▸ Extrait de page
Dans son article à la Liberté de Fribourg[NdÉ 2], Serge Barrault se permettait une assez longue analyse de mes ouvrages d’histoire alors parus, pour finir avec Le Français au Canada où il lui plaisait de voir une suite à La Naissance d’une Race. Les conférences de Paris avaient, en outre, de quoi intéresser tout particulièrement ce professeur de la Suisse française. Après la citation d’une phrase de mon volume : « La politique vitale du Canada français est une politique scolaire », Barrault écrivait : « Mais la question de l’école n’est pas grave seulement au Canada. L’État de Fribourg, avec raison, apporte aux questions scolaires le soin le plus vigilant, et il a le droit de se féliciter, par exemple, pour ce corps admirable d’instituteurs qu’il possède. C’est dire que, aux esprits de tout pays, le livre de M. Lionel Groulx propose une leçon intéressante. »

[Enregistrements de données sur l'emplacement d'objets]
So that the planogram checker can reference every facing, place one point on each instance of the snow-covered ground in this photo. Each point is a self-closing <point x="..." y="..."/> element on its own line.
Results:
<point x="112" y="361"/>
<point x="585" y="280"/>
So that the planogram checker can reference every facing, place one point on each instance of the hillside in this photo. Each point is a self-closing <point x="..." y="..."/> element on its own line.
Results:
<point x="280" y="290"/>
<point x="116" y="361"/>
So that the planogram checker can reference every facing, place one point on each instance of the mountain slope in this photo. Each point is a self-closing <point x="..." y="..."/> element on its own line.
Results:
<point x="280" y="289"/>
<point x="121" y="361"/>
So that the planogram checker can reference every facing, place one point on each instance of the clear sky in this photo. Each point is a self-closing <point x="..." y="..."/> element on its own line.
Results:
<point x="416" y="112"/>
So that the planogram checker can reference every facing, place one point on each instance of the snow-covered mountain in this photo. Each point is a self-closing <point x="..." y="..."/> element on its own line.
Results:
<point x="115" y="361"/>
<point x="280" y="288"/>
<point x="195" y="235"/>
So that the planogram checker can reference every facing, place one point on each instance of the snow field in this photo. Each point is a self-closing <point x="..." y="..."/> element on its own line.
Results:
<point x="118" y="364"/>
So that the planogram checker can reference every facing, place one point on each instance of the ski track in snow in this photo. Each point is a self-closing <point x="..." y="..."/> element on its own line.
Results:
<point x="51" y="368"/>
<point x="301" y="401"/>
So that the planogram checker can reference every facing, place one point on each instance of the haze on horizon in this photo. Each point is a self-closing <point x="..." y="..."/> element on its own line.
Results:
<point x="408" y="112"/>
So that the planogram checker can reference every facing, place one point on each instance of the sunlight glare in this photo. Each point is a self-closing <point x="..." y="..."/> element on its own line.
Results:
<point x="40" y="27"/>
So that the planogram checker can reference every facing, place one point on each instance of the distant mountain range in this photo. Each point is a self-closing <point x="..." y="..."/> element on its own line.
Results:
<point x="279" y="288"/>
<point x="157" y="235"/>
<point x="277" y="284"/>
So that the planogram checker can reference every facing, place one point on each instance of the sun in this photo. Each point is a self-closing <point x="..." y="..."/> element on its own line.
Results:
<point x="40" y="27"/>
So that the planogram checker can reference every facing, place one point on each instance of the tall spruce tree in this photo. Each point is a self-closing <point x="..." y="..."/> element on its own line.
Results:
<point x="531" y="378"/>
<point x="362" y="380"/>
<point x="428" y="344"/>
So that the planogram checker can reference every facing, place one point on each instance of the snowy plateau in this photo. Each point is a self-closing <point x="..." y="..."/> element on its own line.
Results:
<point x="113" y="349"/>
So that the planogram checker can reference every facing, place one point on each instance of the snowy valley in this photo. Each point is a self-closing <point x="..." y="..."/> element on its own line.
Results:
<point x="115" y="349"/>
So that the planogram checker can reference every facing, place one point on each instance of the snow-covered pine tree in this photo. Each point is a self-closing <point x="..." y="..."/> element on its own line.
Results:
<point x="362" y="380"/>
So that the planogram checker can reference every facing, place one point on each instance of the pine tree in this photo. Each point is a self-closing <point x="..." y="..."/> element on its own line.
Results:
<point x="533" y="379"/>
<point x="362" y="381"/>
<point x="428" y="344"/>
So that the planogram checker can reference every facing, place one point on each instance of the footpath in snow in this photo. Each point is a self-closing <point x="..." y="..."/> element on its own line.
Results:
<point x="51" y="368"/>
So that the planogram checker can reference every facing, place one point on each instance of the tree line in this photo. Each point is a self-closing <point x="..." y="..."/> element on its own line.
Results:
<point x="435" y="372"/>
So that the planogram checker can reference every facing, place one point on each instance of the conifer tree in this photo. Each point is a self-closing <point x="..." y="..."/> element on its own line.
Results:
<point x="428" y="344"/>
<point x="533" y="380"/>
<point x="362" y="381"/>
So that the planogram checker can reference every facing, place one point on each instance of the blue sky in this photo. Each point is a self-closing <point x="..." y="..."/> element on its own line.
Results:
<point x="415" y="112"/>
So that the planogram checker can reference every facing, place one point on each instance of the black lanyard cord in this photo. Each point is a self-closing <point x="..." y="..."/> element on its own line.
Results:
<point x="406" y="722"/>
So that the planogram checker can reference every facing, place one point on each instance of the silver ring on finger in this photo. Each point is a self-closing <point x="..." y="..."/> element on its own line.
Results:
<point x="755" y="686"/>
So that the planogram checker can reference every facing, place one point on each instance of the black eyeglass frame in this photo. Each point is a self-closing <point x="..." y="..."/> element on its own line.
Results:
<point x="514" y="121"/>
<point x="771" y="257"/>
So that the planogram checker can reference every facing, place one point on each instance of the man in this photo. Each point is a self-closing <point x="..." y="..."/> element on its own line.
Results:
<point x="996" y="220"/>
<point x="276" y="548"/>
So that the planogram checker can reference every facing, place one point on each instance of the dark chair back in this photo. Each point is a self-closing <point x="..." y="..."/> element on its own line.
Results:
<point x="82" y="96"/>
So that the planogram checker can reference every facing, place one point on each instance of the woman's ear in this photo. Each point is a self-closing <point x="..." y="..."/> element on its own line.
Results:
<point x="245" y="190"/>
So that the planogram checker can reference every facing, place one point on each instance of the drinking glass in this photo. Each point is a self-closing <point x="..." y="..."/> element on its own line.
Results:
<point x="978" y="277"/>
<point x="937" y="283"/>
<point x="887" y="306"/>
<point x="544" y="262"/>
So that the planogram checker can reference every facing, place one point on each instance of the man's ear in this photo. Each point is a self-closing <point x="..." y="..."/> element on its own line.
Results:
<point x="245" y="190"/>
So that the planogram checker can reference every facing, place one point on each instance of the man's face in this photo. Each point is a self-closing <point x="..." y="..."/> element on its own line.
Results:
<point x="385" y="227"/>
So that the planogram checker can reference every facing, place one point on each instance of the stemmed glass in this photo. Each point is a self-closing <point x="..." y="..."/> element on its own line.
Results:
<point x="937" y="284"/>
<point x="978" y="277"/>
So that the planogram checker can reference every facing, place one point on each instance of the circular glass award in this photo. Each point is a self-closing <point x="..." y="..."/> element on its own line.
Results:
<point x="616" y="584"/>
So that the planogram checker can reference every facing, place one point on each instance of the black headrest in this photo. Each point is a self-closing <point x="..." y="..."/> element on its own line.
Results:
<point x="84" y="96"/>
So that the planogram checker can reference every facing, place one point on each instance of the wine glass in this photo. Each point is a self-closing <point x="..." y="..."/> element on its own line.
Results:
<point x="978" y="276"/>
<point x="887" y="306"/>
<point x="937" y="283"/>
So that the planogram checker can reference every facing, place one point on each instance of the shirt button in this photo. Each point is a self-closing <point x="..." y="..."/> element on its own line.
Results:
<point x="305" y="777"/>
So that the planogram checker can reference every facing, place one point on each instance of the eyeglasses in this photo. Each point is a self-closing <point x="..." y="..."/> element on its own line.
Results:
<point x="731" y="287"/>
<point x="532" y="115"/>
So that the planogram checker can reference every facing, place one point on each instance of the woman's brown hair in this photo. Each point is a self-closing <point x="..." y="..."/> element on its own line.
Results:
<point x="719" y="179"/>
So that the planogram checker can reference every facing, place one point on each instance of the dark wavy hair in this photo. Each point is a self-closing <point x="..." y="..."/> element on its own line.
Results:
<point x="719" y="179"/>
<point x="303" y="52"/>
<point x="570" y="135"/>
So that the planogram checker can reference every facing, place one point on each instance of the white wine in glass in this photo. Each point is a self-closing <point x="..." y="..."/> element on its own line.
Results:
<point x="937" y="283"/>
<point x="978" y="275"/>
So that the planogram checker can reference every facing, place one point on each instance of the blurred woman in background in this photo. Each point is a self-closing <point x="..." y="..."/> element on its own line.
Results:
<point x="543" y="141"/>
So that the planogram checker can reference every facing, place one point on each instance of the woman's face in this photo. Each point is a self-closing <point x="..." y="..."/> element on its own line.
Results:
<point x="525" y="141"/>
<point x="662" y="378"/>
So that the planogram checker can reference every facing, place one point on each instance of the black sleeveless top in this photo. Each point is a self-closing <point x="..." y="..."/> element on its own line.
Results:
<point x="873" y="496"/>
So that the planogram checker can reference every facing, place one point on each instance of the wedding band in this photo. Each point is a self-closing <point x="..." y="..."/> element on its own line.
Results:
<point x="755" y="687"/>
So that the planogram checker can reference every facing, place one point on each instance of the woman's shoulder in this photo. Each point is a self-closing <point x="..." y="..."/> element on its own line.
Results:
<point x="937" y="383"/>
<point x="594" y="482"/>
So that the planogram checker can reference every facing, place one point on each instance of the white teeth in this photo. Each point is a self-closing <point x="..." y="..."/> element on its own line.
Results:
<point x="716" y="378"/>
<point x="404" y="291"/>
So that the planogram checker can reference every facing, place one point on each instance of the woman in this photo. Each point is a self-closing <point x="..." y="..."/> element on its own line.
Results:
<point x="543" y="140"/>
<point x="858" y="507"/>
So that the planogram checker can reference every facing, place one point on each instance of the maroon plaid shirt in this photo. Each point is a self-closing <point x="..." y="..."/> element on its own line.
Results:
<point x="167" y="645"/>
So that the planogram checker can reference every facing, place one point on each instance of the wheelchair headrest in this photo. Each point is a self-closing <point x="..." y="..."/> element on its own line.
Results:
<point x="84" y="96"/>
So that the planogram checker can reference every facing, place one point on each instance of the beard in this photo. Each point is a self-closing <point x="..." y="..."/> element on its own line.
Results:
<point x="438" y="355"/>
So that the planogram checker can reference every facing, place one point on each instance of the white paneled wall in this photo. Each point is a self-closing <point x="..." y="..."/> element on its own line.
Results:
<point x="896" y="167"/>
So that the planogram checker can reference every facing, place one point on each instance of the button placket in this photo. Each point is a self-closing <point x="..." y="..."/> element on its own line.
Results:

▸ Consignes de l'exercice
a - D'après l'extrait sur l'article de Serge Barrault, quel État apporte aux questions scolaires le soin le plus vigilant ?
b - Poursuivez l'extrait sur l'article de Serge Barrault à partir de sa dernière phrase.
Les enregistrements ne servent pas à cet exercice.

▸ Corrigé de l'exercice
a - L'État de Fribourg.

b -
L’état de drame où vit un petit pays français tel que la Suisse romande, si cernée, si pressée par d’autres et opulentes cultures, avait aidé Serge Barrault à comprendre la situation dramatique du Canada français. Et c’est pourquoi, sans doute, de la dernière page de mon livre, ce catholique avait surtout cité en fin de son propre article ce souvenir qui m’était revenu d’une soirée inoubliable au Canada :

La langue, la culture de France, nous n’avons cessé de professer pour elles une sorte de culte. En 1910, au dernier soir du célèbre congrès eucharistique de Montréal, un million de personnes se trouvaient réunies devant le reposoir au pied du Mont-Royal ; tourné vers l’immense foule et s’adressant à l’ostensoir flamboyant, l’archevêque de Montréal commença d’appeler les bénédictions de Dieu : l’une après l’autre, il évoqua les nations catholiques, tous les intérêts spirituels du monde ; puis, de sa voix claire, il laissa tomber cette invocation : « Bénissez la langue française. »

La langue et la foi, et l’une et l’autre mêlées dans une sorte d’union mystique ! Ces mots, ce geste de l’évêque révèlent toute la loi, tout le ressort de notre vie. Et cette loi, ce ressort, je cherche encore la force souveraine qui les pourrait briser.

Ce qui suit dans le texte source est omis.